Written instruction
Convert every line of the items below into a Markdown table with two columns, Row and Line, skipping blank lines. Leave the pictures out of the table.

Working data

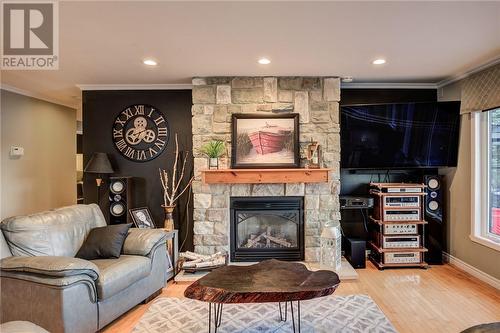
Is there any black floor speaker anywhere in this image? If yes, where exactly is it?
[109,177,133,224]
[424,175,446,264]
[342,237,366,268]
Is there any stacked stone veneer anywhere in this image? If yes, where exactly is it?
[192,77,340,261]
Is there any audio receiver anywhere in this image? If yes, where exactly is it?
[383,195,420,208]
[382,235,420,249]
[384,223,418,235]
[384,209,420,221]
[384,251,421,264]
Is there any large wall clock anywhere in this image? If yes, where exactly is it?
[113,104,169,162]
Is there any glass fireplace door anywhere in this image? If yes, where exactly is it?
[230,197,304,261]
[236,210,299,249]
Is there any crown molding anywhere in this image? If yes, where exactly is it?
[340,82,437,89]
[76,83,193,91]
[0,83,78,110]
[436,57,500,89]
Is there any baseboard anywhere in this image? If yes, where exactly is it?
[443,252,500,290]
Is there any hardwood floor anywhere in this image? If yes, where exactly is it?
[103,262,500,333]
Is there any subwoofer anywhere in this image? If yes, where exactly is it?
[424,175,445,264]
[109,177,132,224]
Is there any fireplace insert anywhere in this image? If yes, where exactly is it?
[230,197,304,261]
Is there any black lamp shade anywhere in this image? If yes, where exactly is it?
[83,153,114,173]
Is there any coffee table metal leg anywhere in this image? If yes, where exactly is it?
[208,302,223,333]
[208,302,212,333]
[278,302,288,321]
[297,301,300,333]
[290,301,300,333]
[215,303,224,332]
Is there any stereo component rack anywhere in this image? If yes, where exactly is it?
[368,183,427,269]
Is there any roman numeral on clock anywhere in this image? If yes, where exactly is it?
[155,117,165,126]
[124,147,135,159]
[113,128,123,138]
[137,150,146,161]
[123,108,134,121]
[158,127,167,136]
[155,139,165,150]
[148,148,158,157]
[116,139,127,151]
[115,117,127,127]
[134,105,144,115]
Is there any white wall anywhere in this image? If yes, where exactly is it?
[0,90,76,219]
[438,81,500,279]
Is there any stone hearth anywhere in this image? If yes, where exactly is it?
[192,77,340,261]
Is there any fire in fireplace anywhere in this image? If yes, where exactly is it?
[230,197,304,261]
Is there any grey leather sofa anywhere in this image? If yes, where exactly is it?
[0,204,167,333]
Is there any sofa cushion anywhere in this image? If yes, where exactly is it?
[76,224,132,260]
[123,228,167,256]
[0,204,106,257]
[0,256,99,280]
[91,255,151,300]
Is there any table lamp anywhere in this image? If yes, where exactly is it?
[83,153,114,204]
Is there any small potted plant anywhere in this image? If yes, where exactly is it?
[200,140,226,170]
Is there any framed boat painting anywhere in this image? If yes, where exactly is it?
[231,113,300,169]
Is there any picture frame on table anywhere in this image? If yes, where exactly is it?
[231,113,300,169]
[129,207,156,229]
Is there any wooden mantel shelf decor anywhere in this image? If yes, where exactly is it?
[201,168,331,184]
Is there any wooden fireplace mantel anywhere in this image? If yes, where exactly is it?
[201,168,331,184]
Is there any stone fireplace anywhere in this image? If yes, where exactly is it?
[229,197,304,261]
[192,77,340,261]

Correct result
| Row | Line |
|---|---|
| 1 | Is there any black floor speaker anywhere in this image? If yes, where exactly is it? |
| 2 | [109,177,133,224] |
| 3 | [424,175,446,264] |
| 4 | [342,237,366,268] |
| 5 | Is there any stacked stone veneer anywhere in this image? If yes, where exactly is it? |
| 6 | [192,77,340,261] |
| 7 | Is there any audio receiver anywhere in this image? If yes, where exactly is it? |
| 8 | [383,195,420,208] |
| 9 | [382,235,420,249] |
| 10 | [384,223,418,235] |
| 11 | [384,209,420,221] |
| 12 | [384,251,421,264] |
| 13 | Is there any large wall clock anywhere in this image? If yes, where exactly is it? |
| 14 | [113,104,169,162] |
| 15 | Is there any glass fireplace door anywhere in this image? If yes, where exactly is it? |
| 16 | [230,197,304,261] |
| 17 | [236,210,299,249] |
| 18 | Is there any crown molding anywhere in this image? If yes, where exactly is it? |
| 19 | [340,82,437,89] |
| 20 | [76,83,193,91] |
| 21 | [0,83,78,110] |
| 22 | [436,57,500,89] |
| 23 | Is there any baseboard anywhere in this image? If yes, where exactly is it? |
| 24 | [443,252,500,290] |
| 25 | Is there any hardwood floor anywhere in this image? If yes, where exactly is it? |
| 26 | [103,262,500,333] |
| 27 | Is there any subwoofer anywhere in this image? If yes, where exactly is it? |
| 28 | [424,175,445,264] |
| 29 | [109,177,132,224] |
| 30 | Is there any fireplace insert anywhere in this image? If yes, where exactly is it? |
| 31 | [230,197,304,261] |
| 32 | Is there any black lamp shade anywhere in this image? If yes, where exactly is it? |
| 33 | [83,153,114,173] |
| 34 | Is there any coffee table metal leg anywhere in this image? If yes, where exactly is it? |
| 35 | [208,302,223,333] |
| 36 | [208,302,212,333] |
| 37 | [278,302,288,321] |
| 38 | [297,301,300,333] |
| 39 | [290,301,300,333] |
| 40 | [215,303,224,332] |
| 41 | Is there any stereo component rack anywhere in this image? If yes, where exactly is it? |
| 42 | [368,183,427,269] |
| 43 | Is there any roman numeral on clock anywhere in this image? If yes, where exactly is it? |
| 44 | [155,117,165,126] |
| 45 | [124,147,135,159] |
| 46 | [113,128,123,138] |
| 47 | [137,150,146,161] |
| 48 | [123,108,134,121] |
| 49 | [158,127,167,136] |
| 50 | [155,139,165,150] |
| 51 | [148,148,158,157] |
| 52 | [116,139,127,151] |
| 53 | [115,117,127,127] |
| 54 | [134,105,144,115] |
| 55 | Is there any white wall anywhere in this image? If yes, where exactly is it? |
| 56 | [0,90,76,219] |
| 57 | [438,81,500,279] |
| 58 | Is there any stone hearth anywhere in this image? If yes, where exactly is it? |
| 59 | [192,77,340,261] |
| 60 | Is there any fire in fireplace anywhere in this image? If yes, where exactly is it? |
| 61 | [230,197,304,261] |
| 62 | Is there any grey leather sofa anywhere in this image? If yes, where exactly is it? |
| 63 | [0,204,167,333] |
| 64 | Is there any sofa cushion anywhere in this image? If yes, where exactly is it? |
| 65 | [76,224,132,260] |
| 66 | [123,228,167,256] |
| 67 | [0,204,106,257] |
| 68 | [0,256,99,280] |
| 69 | [91,255,151,300] |
| 70 | Is there any table lamp anywhere in this image? If yes, where exactly is it? |
| 71 | [83,153,114,204] |
| 72 | Is there any small potted plant anywhere in this image? If yes, where exactly is it? |
| 73 | [200,140,226,170] |
| 74 | Is there any framed boat painting anywhere in this image? If yes, where exactly is it? |
| 75 | [231,113,300,169] |
| 76 | Is there any picture frame on table anywhere in this image? If yes, where exactly is it? |
| 77 | [231,113,300,169] |
| 78 | [129,207,156,229] |
| 79 | Is there any wooden mantel shelf decor anywhere in this image? If yes, where exactly is it? |
| 80 | [201,168,331,184] |
| 81 | Is there any wooden fireplace mantel anywhere in this image? If yes, where exactly is it? |
| 82 | [201,168,331,184] |
| 83 | Is there any stone fireplace anywhere in this image? If yes, where exactly is it? |
| 84 | [229,197,304,261] |
| 85 | [192,77,340,261] |